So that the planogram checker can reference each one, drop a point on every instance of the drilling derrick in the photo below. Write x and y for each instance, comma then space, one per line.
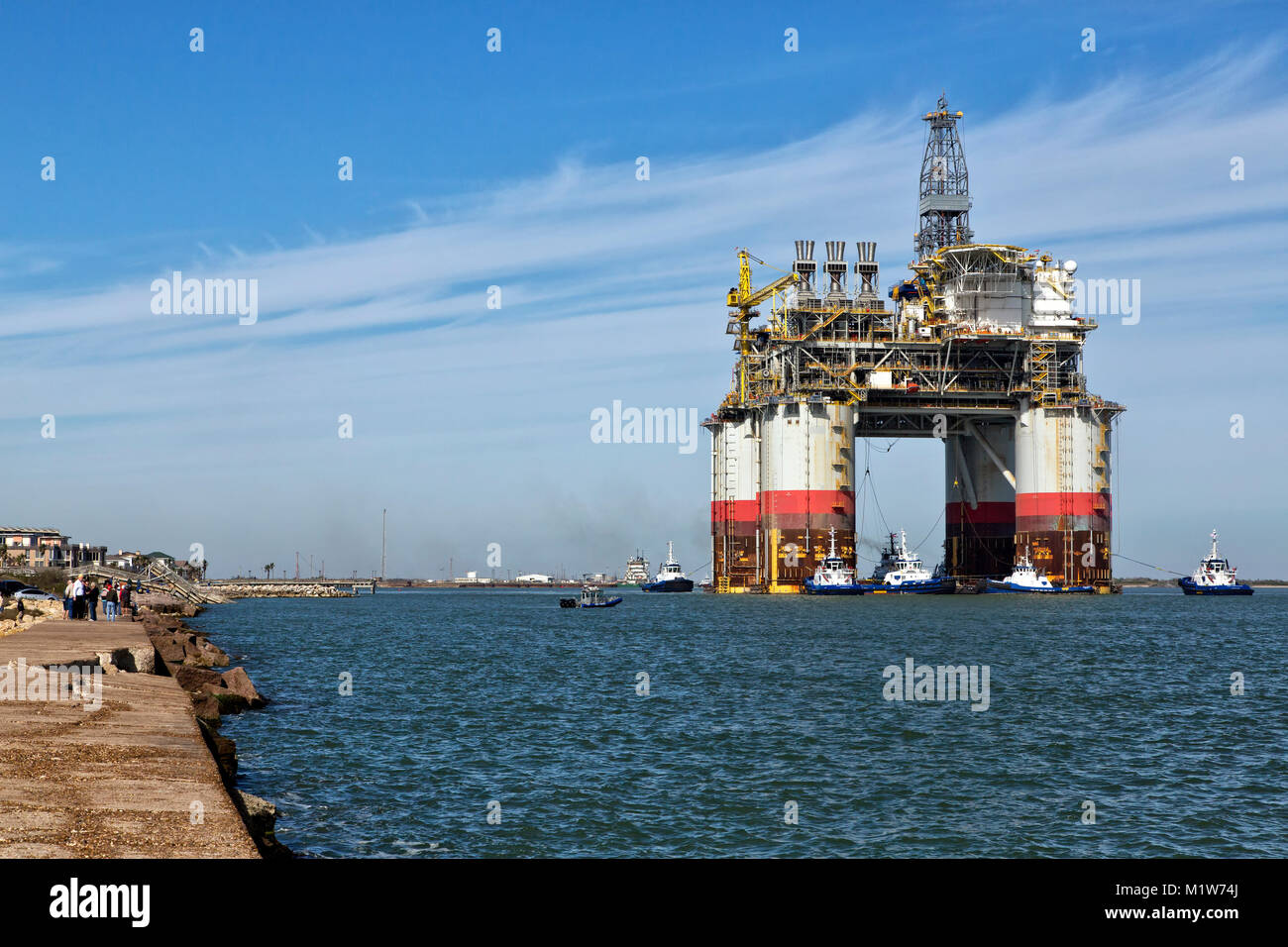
944, 206
982, 350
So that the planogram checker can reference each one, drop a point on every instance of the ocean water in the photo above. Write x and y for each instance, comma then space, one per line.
468, 702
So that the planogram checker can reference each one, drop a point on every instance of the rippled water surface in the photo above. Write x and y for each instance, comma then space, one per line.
467, 697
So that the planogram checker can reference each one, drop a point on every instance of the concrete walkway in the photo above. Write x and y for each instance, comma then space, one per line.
114, 783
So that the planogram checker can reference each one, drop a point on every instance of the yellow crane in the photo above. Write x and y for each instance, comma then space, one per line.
745, 299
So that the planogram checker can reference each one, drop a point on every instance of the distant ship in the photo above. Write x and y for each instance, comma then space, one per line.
1024, 579
833, 578
636, 570
670, 578
1215, 577
902, 573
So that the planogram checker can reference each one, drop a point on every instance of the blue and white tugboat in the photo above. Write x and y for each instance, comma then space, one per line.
670, 578
902, 573
1025, 579
833, 578
1215, 577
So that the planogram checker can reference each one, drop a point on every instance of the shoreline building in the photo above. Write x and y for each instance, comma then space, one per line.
980, 348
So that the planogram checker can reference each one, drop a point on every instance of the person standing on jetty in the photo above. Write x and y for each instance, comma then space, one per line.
110, 599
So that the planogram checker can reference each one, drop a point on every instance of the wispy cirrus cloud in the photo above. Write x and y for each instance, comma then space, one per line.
614, 286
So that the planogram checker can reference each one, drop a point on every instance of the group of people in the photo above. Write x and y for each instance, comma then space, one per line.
81, 599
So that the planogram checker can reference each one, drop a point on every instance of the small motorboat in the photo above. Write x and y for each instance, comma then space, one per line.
591, 596
1025, 579
1215, 577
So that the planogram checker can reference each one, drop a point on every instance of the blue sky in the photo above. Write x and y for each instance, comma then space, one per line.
518, 169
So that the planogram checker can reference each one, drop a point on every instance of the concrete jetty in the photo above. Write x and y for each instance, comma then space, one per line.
132, 779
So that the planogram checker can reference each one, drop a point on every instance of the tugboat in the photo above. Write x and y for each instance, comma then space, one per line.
591, 596
1215, 577
670, 578
902, 573
833, 578
1025, 579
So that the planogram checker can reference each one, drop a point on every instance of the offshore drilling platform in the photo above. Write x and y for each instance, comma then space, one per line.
982, 348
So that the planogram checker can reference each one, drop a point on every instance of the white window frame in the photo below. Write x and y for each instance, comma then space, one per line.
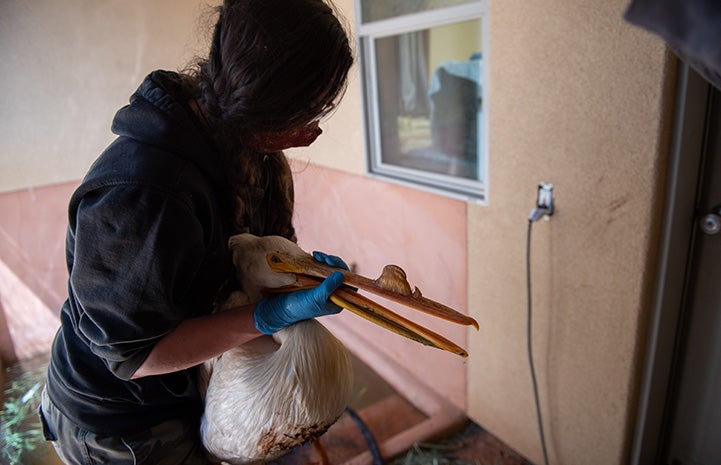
--------------------------------------------------
== WHAT THE TASK REQUIRES ==
Drop the pictures and give every line above again exactly.

== SOLVED PROBLEM ==
So that the planogram checker can reference each one, drop a point on every instance of the drilling derrick in the photo below. Write x and y for each instance, comma then space, one per line.
944, 206
982, 350
So that the planogram checker can reference each one, drop a point on every instance of the ocean water in the photo above. Write x and y for each instance, comma then space, one per line.
468, 702
So that the planogram checker can reference each one, drop a point on every instance of the rippled water surface in the photo above. Write x and y for each instance, comma then space, one per line.
467, 697
So that the planogram checker can reference each one, drop a point on every instance of the concrete walkway in the photo above. Write x and y for each instance, comma then space, one per line.
114, 783
So that the planogram checker can reference each one, drop a point on every instance of the yellow crane in the photo above. Write x and y for each instance, comma then space, one per line.
745, 299
So that the planogram checker can reference each one, drop a point on every instance of the distant ship in the photo above. Write x and y for each instance, comma then space, one per line.
1024, 579
833, 578
636, 570
670, 578
1215, 577
902, 573
So that the planogram checker can reference each one, drop a point on every instance of the blue and white tugboat in the photo above. Write x and y for each instance, comma then space, one per line.
670, 578
902, 573
1025, 579
833, 578
1215, 577
So that the planogram checker can reference each one, drop a point on every instance of the shoreline building in the photo above. Write x and y for each instance, comma then space, one per line.
980, 348
So that the planogram checker can reference each one, drop a point on every instance of the person standing on jetty in the photo above. Write x and y for each instance, comma then space, one per line.
110, 599
So that the planogram checker can reference each one, drop a point on every instance of the wispy cirrus cloud in the photo above. Write x and y for each instance, comma then space, one per line.
614, 286
So that the planogram checker can reference each one, drop a point on every instance of the group of people in the photo above. Write x and y for each instance, comma then space, one per line.
81, 599
So that the planogram checker can reference each one, drop a point on every instance of the small motorboat in the photo above. Write x and y for each instance, comma then space, one per line.
591, 596
1025, 579
1215, 577
So that the planogram checker can reference each one, drop a point on every instance of the blue sky in the photo above. Write x and y for each instance, comma then space, one per line.
518, 169
So that the planogram checker can reference each one, drop a point on every instance of the concrete jetty in the photo above. Write x and y for each instance, comma then space, one per line.
132, 779
So that the planogram checker can reference each one, drop a point on every instance of the tugboat in the photo above. Write x and y for each instance, comma then space, one per line.
591, 596
1215, 577
670, 578
902, 573
833, 578
1025, 579
So that the planogram checker can reference each one, drop a point on every instance of the offshore drilling platform in the photo above. Write x and y for each instance, comma then space, one per line.
982, 348
So that the planogram checker can reference each one, drop a point on every instance of the white window frame in the photo below. Write x and y for each instance, comma then space, one per line.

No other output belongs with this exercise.